» **What needs to be done**: Reproduce the records below verbatim, starting from the beginning of the records and going on through the line with "[[49, 86, 76, 95], [133, 18, 150, 73]]". Leave the pictures out of your answer.

+ + +

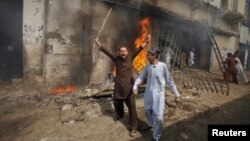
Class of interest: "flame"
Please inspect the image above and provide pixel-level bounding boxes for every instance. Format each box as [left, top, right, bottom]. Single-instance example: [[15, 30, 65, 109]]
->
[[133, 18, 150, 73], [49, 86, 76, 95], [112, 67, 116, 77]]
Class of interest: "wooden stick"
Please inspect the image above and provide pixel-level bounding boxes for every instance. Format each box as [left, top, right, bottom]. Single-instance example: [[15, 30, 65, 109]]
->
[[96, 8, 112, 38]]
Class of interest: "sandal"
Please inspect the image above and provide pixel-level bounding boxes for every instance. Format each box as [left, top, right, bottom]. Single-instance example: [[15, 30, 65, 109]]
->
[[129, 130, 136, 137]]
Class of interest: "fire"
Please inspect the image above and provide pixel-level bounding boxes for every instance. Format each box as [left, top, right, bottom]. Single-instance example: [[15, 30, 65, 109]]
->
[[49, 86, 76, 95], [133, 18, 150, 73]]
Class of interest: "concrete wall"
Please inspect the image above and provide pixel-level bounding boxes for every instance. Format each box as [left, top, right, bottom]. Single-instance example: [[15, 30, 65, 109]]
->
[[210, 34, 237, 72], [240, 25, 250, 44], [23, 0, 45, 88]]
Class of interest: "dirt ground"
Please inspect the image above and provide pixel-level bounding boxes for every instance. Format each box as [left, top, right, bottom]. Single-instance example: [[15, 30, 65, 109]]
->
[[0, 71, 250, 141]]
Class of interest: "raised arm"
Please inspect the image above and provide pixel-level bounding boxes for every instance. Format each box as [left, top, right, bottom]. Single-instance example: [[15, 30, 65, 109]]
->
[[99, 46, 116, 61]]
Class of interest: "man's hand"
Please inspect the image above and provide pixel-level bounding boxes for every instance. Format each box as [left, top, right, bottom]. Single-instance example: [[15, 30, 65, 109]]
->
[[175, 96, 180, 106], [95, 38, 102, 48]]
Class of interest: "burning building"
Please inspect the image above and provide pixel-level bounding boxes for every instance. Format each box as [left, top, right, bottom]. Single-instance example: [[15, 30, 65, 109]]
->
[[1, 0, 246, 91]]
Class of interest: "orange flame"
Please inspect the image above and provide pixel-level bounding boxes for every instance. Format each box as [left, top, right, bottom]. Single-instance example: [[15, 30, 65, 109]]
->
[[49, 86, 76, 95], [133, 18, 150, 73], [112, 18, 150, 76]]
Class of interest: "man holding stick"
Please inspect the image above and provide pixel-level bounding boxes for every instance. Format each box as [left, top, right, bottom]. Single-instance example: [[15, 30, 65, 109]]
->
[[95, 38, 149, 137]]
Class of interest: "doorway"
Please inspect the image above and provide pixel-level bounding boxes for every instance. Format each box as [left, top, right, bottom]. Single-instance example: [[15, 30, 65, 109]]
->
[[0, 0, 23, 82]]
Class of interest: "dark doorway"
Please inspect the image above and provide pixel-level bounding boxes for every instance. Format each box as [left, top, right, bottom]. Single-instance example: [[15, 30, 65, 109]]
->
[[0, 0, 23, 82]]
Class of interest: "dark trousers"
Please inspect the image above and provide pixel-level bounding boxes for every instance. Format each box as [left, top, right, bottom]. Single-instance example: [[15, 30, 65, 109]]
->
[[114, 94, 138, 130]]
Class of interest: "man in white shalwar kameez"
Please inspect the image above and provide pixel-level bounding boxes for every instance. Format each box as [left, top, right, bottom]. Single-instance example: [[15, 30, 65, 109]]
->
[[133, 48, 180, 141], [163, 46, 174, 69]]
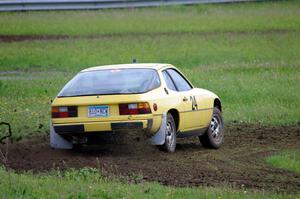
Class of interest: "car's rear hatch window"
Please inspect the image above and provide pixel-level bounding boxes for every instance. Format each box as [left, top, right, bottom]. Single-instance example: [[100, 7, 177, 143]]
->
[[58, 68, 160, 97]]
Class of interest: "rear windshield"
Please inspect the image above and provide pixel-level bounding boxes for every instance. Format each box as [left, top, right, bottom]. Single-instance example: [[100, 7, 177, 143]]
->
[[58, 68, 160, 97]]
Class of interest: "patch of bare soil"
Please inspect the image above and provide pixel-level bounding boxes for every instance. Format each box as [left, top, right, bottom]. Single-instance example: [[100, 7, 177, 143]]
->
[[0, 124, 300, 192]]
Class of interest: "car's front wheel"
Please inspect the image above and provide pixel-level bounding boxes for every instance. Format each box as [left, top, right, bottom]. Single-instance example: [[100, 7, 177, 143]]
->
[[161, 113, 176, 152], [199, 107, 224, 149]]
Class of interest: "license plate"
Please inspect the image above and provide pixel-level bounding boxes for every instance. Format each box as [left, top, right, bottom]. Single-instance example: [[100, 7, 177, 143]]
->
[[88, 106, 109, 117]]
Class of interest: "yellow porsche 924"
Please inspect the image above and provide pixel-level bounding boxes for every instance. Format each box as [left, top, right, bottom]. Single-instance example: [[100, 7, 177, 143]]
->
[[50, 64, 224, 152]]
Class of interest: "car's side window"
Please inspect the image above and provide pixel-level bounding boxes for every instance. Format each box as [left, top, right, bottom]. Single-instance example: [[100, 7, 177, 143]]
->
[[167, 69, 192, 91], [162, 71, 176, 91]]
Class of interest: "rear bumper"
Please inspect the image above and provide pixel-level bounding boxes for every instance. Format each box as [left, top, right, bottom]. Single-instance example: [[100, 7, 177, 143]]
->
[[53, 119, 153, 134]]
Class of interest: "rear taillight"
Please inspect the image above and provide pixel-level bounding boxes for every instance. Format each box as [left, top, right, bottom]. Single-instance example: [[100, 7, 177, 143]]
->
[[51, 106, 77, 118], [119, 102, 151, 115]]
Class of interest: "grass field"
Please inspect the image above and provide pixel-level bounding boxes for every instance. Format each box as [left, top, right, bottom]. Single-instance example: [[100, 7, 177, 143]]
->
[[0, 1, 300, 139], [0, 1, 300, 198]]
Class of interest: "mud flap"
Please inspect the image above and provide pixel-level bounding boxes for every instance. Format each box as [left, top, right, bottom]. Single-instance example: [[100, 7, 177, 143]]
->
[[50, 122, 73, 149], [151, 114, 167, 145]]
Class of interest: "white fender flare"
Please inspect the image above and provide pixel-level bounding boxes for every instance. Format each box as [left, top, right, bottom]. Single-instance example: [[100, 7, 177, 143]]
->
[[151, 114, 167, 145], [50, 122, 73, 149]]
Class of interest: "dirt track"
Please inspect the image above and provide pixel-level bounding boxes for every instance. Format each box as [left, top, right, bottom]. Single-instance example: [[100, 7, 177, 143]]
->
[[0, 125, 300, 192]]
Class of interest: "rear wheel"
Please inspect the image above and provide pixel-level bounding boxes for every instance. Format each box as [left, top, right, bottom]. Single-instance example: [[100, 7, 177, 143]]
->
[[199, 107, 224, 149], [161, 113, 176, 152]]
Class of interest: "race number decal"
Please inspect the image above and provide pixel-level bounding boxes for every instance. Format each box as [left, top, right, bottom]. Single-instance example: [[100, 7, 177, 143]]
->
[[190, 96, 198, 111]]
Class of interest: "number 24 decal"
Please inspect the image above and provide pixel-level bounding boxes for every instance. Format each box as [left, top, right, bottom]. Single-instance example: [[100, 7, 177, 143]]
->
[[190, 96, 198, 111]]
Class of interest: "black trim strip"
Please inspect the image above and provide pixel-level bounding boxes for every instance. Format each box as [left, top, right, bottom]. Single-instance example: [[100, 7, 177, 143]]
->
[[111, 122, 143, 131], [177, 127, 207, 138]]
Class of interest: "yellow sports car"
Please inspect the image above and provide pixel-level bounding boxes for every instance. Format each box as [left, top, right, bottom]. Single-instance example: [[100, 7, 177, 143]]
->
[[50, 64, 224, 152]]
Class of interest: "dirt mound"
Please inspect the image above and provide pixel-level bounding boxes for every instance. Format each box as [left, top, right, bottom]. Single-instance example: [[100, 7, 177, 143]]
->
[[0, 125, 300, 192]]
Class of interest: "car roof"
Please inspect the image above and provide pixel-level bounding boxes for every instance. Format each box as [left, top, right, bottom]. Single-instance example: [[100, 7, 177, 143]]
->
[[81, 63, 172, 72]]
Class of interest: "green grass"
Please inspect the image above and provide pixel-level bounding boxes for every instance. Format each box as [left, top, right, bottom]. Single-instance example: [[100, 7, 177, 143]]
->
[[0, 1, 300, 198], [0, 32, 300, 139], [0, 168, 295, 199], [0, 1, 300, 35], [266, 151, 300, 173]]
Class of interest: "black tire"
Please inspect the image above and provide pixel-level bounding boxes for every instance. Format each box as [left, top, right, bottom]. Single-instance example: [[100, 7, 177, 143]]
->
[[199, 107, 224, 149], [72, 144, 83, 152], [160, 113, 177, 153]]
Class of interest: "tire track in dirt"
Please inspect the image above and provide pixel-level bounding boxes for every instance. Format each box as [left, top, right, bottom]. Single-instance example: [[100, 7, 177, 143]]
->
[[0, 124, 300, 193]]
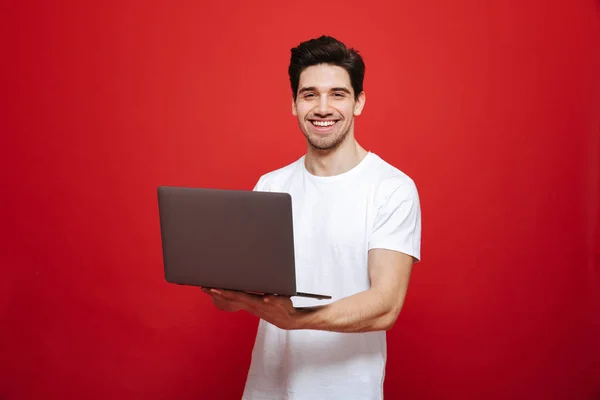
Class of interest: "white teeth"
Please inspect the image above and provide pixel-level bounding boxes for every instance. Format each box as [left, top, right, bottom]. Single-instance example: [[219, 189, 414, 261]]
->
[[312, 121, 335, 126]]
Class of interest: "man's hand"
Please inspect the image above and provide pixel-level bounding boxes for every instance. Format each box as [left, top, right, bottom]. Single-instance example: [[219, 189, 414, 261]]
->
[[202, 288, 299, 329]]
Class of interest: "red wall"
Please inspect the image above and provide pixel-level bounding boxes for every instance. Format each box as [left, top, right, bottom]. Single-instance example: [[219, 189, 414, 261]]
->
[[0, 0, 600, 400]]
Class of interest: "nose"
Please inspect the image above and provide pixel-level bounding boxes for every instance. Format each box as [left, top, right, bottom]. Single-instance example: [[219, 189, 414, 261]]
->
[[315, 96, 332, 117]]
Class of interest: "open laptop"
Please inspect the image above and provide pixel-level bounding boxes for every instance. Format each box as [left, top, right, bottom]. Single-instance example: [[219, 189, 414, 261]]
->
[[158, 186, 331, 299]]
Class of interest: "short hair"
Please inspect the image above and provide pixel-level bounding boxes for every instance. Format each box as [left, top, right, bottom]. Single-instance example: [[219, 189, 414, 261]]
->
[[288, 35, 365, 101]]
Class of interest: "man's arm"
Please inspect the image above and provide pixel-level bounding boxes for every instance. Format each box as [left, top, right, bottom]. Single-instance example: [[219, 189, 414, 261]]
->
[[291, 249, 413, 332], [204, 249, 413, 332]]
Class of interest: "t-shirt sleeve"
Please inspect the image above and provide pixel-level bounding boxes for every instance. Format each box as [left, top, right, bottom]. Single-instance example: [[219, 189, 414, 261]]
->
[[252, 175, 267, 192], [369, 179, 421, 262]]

+ + +

» **Task answer**:
Class of interest: "flame"
Please inspect the image above and provide pixel-level bounding boxes for every instance. Format each box as [left, top, right, bottom]. Single-instance example: [[15, 30, 65, 109]]
->
[[133, 18, 150, 73], [49, 86, 76, 95], [112, 67, 116, 77]]
Class of interest: "wooden stick"
Please inspect the image above and provide pixel-level bounding boxes for every instance. Format each box as [left, top, right, bottom]. Single-instance example: [[15, 30, 65, 109]]
->
[[96, 8, 112, 38]]
Class of interest: "sandal"
Please inspect the image above and provide pixel-level bounding boxes for every instance. Format each box as [left, top, right, bottom]. Single-instance example: [[15, 30, 65, 109]]
->
[[129, 130, 136, 137]]
Class of interest: "fire"
Please inspect the image above and provide pixel-level bounding boxes for every instance. Format each box as [left, top, right, bottom]. Single-instance example: [[15, 30, 65, 109]]
->
[[49, 86, 76, 95], [133, 18, 150, 73]]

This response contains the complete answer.